# Aim:
Write out all the material exactly. Leave nothing out.

* * *

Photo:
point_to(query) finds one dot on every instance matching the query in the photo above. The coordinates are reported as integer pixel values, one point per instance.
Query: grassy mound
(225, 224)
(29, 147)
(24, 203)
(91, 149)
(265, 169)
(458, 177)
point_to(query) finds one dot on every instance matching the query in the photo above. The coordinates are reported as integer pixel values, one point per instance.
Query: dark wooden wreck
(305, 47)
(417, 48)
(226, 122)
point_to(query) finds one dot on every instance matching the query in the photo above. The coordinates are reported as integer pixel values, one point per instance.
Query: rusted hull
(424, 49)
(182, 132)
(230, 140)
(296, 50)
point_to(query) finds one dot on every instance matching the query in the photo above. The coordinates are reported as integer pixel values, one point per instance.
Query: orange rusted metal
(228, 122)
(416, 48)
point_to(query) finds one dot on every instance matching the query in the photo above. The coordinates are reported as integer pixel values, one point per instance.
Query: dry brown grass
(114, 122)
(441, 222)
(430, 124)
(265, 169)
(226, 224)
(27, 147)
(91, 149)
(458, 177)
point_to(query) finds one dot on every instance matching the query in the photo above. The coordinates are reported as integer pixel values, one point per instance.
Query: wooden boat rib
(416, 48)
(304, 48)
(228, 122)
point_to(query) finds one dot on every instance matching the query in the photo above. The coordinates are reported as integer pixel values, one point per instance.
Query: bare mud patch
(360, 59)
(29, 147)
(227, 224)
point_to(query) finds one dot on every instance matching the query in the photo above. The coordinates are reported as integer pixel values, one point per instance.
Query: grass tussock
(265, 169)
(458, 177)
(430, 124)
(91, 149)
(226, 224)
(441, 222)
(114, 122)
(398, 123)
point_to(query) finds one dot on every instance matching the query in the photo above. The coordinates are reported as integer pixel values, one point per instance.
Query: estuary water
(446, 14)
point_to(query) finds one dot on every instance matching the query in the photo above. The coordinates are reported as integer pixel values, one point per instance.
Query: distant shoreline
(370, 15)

* * *

# Result:
Photo:
point_to(query) finds one dot on every instance matching the query in the photo above. The coordinates are reported as integer pixel values, one point per instance.
Query: grassy mound
(225, 224)
(29, 147)
(24, 203)
(91, 149)
(265, 169)
(458, 177)
point_to(query) finds one dot on every instance matching the query in the photo above. The coordinates are reported as integer pixel values, one point per instance.
Query: dark wooden wreck
(305, 47)
(417, 48)
(226, 122)
point_to(query) finds one dot on every instance matching the query in the photo above. The coordinates are reported as integer pixel values, one point per instance.
Query: rusted hull
(424, 49)
(182, 132)
(230, 140)
(296, 50)
point_to(query) finds one dot on every instance matching the query in the photo above. The coordinates are reported as integer pixel values, one point per instance.
Query: orange rusted metal
(228, 122)
(416, 48)
point_to(query) finds one dot on every instance matching the query in the photo above. The coordinates are reported as integer pixel values, one point per instance.
Query: dry brown grass
(114, 122)
(441, 222)
(430, 124)
(265, 169)
(226, 224)
(27, 147)
(91, 149)
(458, 177)
point_to(query) finds one dot on every instance matching the query in the photo above. The coordinates are reported as integer pixel values, one point per instance.
Query: wooden boat rib
(416, 48)
(304, 48)
(228, 122)
point_to(query) finds one dot on every instance matching the query in the photo above. The coordinates are reported as integer pixel values, one point per instance.
Query: bare mud patch
(360, 59)
(29, 147)
(227, 224)
point_to(query) finds one dot on every instance matching the query in the photo above. The coordinates are reported as integer pixel values, one point per instance.
Query: grass tussock
(265, 169)
(458, 177)
(430, 124)
(91, 149)
(226, 224)
(441, 222)
(114, 122)
(398, 123)
point_to(query) finds one dot on every instance matching the query in the photo above. The coordinates are reported as integer pixel values, one point per instance.
Query: estuary water
(446, 14)
point_to(query) finds one dot on every instance matching the query in the photo above. The coordinates are reported as integer pixel values, one point per instance.
Query: distant shoreline
(370, 15)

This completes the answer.